PROBLEM TO SOLVE.
Format the data below as a numbered list, from the line with "of the overcast" through the end of the data, both included. Leave out blank lines.

===== SUPPLIED INFORMATION =====

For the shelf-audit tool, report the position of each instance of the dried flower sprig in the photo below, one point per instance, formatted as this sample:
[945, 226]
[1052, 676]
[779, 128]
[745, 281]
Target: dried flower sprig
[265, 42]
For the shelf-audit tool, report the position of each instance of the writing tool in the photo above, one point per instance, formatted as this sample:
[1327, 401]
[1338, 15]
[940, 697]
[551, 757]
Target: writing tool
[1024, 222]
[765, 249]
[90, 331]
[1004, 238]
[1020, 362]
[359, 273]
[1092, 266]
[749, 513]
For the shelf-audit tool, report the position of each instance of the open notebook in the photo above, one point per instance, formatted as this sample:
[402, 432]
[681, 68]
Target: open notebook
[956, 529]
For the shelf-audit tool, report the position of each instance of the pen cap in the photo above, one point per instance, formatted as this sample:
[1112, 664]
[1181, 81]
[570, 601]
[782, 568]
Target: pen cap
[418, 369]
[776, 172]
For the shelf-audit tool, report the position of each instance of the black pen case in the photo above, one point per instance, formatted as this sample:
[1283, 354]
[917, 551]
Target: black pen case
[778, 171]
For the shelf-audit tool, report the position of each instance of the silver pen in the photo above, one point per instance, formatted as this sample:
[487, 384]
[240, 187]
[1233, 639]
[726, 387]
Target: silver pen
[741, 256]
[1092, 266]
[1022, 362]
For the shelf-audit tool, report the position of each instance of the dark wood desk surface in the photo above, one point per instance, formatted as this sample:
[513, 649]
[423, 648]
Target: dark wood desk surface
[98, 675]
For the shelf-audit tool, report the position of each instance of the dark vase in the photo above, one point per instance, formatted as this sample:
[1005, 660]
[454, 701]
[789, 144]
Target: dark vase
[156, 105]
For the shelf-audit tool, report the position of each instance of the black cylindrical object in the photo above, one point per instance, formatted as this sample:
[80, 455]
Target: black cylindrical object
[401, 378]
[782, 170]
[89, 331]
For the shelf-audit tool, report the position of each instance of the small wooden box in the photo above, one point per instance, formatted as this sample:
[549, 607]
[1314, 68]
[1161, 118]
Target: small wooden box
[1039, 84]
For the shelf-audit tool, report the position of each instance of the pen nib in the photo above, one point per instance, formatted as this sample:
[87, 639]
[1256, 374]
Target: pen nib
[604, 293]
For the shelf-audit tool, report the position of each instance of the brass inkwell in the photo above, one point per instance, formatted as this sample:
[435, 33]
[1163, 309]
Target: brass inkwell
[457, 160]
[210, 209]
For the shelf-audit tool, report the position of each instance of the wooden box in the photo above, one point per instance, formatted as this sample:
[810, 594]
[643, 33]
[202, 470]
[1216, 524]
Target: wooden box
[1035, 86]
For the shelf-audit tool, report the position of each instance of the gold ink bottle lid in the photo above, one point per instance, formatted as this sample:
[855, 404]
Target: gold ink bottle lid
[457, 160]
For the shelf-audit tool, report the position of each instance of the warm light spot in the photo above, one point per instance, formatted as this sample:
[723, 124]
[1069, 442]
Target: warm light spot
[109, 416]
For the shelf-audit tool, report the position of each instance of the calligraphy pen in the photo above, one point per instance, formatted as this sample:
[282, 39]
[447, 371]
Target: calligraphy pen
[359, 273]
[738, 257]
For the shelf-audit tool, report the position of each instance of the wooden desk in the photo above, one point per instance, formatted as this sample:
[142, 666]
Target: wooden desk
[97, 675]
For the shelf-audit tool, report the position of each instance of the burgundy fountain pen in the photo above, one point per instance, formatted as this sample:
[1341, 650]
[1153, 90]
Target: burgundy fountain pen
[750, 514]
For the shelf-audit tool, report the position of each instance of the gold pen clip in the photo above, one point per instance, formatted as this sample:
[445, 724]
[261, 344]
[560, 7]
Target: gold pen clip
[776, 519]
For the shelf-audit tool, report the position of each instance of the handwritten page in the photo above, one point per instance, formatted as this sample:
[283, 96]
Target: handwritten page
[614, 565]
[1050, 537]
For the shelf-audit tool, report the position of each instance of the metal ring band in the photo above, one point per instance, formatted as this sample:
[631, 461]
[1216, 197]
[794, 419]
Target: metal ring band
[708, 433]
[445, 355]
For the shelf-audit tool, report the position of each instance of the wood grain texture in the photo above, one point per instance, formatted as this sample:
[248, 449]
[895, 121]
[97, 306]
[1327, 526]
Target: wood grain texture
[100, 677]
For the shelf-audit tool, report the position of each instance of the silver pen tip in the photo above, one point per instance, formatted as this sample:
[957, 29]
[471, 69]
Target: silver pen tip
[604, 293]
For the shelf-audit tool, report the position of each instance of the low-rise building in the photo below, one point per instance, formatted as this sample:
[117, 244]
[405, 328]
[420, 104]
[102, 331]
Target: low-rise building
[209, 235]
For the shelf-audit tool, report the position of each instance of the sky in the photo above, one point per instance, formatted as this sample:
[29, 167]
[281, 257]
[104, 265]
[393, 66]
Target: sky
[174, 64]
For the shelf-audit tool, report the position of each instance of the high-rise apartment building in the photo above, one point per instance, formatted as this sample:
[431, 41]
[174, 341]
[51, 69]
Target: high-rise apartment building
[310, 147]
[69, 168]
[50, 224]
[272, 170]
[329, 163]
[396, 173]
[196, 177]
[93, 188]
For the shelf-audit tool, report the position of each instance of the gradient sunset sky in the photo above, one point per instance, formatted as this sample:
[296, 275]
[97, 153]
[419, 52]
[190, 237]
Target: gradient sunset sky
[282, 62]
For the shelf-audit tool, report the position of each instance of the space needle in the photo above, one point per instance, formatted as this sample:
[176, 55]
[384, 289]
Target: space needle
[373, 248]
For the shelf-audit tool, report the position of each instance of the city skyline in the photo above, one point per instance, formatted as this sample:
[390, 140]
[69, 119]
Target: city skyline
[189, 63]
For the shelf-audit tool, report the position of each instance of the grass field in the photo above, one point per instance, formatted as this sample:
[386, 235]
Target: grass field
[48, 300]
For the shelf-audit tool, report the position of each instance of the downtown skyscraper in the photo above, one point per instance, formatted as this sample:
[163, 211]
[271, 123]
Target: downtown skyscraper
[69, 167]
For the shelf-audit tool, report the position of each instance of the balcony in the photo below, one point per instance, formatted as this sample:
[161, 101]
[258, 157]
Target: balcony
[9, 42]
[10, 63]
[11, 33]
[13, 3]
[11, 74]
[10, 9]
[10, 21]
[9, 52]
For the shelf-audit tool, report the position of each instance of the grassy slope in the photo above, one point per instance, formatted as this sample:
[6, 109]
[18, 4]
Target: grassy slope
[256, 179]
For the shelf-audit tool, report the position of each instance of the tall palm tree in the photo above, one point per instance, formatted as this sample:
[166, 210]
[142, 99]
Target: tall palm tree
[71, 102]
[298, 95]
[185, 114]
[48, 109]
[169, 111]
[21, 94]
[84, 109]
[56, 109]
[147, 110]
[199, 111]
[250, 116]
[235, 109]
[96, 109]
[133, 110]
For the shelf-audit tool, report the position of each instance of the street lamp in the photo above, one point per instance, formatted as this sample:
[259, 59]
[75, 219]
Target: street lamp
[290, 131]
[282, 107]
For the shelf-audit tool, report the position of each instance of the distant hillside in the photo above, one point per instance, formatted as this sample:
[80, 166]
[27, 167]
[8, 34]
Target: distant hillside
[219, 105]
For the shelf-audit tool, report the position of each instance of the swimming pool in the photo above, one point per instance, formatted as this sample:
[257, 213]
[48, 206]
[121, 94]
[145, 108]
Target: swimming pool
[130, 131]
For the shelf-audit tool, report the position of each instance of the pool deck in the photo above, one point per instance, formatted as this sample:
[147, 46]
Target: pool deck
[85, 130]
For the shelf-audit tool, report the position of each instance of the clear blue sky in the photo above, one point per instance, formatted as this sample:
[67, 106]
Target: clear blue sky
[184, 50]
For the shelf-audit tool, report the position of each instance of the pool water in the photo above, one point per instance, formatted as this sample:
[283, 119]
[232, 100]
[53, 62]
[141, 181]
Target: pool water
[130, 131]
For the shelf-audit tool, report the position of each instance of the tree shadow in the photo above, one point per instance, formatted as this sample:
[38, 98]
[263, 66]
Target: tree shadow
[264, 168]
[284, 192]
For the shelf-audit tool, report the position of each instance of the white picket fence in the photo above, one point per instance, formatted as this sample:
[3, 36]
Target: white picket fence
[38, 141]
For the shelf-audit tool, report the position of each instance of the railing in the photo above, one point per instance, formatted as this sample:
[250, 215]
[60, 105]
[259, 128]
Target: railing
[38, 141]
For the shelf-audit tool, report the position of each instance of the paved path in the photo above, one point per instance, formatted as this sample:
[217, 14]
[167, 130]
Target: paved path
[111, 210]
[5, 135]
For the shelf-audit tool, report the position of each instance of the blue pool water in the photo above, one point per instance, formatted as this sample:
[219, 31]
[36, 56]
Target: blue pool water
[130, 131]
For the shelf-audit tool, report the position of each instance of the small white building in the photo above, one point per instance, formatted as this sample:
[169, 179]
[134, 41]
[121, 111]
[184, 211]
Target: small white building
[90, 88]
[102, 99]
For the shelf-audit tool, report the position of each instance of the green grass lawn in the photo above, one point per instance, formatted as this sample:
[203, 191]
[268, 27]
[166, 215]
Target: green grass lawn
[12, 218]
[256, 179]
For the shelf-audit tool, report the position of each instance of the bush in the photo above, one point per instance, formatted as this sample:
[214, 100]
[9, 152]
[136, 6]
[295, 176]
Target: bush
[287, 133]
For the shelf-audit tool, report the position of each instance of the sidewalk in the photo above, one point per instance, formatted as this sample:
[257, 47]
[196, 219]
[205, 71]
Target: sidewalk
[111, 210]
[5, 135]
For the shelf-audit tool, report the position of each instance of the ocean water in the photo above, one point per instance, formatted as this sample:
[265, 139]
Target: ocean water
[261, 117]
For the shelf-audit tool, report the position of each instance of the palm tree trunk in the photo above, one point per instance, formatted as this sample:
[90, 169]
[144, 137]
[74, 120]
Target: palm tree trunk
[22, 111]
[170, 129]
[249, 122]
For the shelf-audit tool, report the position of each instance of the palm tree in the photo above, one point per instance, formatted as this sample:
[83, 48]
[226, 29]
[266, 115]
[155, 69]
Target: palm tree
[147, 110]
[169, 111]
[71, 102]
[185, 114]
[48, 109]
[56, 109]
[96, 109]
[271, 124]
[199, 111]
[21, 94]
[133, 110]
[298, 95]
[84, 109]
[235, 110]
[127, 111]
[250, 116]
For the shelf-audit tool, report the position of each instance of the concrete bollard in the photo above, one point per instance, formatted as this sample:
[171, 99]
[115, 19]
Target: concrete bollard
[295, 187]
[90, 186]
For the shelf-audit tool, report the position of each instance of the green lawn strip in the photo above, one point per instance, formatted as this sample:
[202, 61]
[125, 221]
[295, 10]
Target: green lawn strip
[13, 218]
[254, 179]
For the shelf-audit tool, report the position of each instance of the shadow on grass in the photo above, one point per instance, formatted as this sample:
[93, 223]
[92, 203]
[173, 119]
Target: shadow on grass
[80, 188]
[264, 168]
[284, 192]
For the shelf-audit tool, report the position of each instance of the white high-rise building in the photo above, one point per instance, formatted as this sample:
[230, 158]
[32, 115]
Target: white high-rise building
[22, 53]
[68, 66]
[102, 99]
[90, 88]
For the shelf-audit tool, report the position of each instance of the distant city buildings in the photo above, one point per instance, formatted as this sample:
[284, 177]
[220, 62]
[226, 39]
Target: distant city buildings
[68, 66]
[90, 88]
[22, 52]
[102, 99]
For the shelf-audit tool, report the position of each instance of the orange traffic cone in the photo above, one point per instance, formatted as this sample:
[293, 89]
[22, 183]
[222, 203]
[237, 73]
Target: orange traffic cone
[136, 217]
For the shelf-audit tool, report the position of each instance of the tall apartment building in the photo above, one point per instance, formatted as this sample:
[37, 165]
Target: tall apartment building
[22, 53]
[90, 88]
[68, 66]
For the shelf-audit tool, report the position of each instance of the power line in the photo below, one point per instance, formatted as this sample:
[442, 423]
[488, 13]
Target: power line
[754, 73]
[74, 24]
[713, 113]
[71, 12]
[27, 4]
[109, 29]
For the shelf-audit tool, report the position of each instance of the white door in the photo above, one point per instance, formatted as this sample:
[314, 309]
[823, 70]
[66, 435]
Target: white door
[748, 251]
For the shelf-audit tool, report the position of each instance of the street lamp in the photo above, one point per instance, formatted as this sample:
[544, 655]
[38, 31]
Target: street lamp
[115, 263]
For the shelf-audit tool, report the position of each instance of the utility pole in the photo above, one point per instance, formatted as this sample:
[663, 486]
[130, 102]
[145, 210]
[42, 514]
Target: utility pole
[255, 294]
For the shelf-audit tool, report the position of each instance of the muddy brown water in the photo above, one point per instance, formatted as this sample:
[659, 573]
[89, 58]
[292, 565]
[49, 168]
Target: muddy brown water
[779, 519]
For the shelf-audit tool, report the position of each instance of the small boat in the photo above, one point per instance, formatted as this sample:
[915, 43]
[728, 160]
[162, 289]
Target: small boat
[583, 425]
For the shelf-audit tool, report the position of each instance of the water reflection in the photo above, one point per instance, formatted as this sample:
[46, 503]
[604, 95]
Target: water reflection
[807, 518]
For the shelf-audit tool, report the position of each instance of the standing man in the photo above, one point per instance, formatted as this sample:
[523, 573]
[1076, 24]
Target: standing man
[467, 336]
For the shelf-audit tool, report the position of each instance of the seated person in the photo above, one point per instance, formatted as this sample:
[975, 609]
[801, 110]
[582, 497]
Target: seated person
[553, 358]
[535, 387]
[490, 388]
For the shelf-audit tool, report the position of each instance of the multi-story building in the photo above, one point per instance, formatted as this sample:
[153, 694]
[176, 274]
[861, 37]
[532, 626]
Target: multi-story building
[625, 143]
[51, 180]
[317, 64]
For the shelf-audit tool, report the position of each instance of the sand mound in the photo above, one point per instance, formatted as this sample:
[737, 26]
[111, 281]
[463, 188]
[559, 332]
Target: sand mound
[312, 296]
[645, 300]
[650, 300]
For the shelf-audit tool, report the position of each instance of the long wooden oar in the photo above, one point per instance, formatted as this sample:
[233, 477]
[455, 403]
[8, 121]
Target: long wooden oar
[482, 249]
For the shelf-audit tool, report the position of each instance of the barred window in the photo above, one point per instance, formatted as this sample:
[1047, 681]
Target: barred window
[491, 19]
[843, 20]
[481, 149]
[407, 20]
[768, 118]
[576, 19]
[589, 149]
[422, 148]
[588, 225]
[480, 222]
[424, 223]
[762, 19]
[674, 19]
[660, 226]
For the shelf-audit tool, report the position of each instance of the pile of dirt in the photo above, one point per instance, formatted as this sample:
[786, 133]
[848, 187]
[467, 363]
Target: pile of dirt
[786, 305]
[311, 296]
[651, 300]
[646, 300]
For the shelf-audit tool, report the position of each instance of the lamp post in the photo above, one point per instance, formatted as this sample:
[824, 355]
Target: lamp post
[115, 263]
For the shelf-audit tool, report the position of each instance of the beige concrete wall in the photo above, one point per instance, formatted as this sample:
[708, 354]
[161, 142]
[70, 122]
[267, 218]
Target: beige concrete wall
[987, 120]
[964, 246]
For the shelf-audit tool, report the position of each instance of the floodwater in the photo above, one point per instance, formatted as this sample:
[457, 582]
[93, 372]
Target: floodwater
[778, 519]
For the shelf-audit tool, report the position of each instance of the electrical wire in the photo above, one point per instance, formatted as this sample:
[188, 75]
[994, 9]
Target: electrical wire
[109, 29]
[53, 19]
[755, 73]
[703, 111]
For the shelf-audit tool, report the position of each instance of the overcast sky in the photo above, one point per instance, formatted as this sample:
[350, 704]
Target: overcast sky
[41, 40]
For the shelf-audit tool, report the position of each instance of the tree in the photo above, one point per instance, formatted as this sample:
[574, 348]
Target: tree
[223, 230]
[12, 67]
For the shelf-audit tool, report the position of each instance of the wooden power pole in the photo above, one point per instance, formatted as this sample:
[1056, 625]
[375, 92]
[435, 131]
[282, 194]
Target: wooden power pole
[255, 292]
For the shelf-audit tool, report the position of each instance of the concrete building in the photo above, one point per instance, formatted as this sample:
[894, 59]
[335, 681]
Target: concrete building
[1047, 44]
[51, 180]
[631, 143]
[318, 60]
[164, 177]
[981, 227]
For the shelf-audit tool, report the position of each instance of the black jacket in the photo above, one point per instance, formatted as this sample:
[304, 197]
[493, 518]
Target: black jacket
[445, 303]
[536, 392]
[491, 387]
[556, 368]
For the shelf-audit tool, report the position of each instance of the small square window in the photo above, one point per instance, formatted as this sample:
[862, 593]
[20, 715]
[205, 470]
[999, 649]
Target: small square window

=====

WRITTEN ANSWER.
1. For the shelf-audit tool, report the position of each instance of the overcast sky in the photo above, one point per instance, formatted as this sample:
2. [350, 704]
3. Target: overcast sky
4. [41, 40]
5. For the shelf-audit tool, report the position of each instance of the tree in the photo above, one point per instance, formatted as this sample:
6. [574, 348]
7. Target: tree
8. [223, 230]
9. [12, 67]
10. For the shelf-audit tool, report the position of each instance of the wooden power pole in the photo above, one point per instance, formatted as this sample:
11. [1056, 625]
12. [375, 92]
13. [435, 131]
14. [282, 194]
15. Target: wooden power pole
16. [255, 292]
17. For the shelf-audit tool, report the position of each instance of the concrete building in the photo above, one point per instance, formatted as this sample:
18. [894, 59]
19. [335, 681]
20. Target: concrete building
21. [1047, 44]
22. [51, 180]
23. [631, 143]
24. [318, 60]
25. [164, 177]
26. [981, 227]
27. For the shelf-audit tool, report the position of each instance of the black jacket in the photo above, one point per instance, formatted as this sample:
28. [304, 197]
29. [493, 518]
30. Target: black jacket
31. [445, 303]
32. [536, 392]
33. [491, 387]
34. [556, 368]
35. For the shelf-audit tool, report the position of each instance of the small square window in the photo above, one point per instance, formatted as this sample:
36. [862, 593]
37. [20, 715]
38. [205, 470]
39. [999, 649]
40. Target: small square window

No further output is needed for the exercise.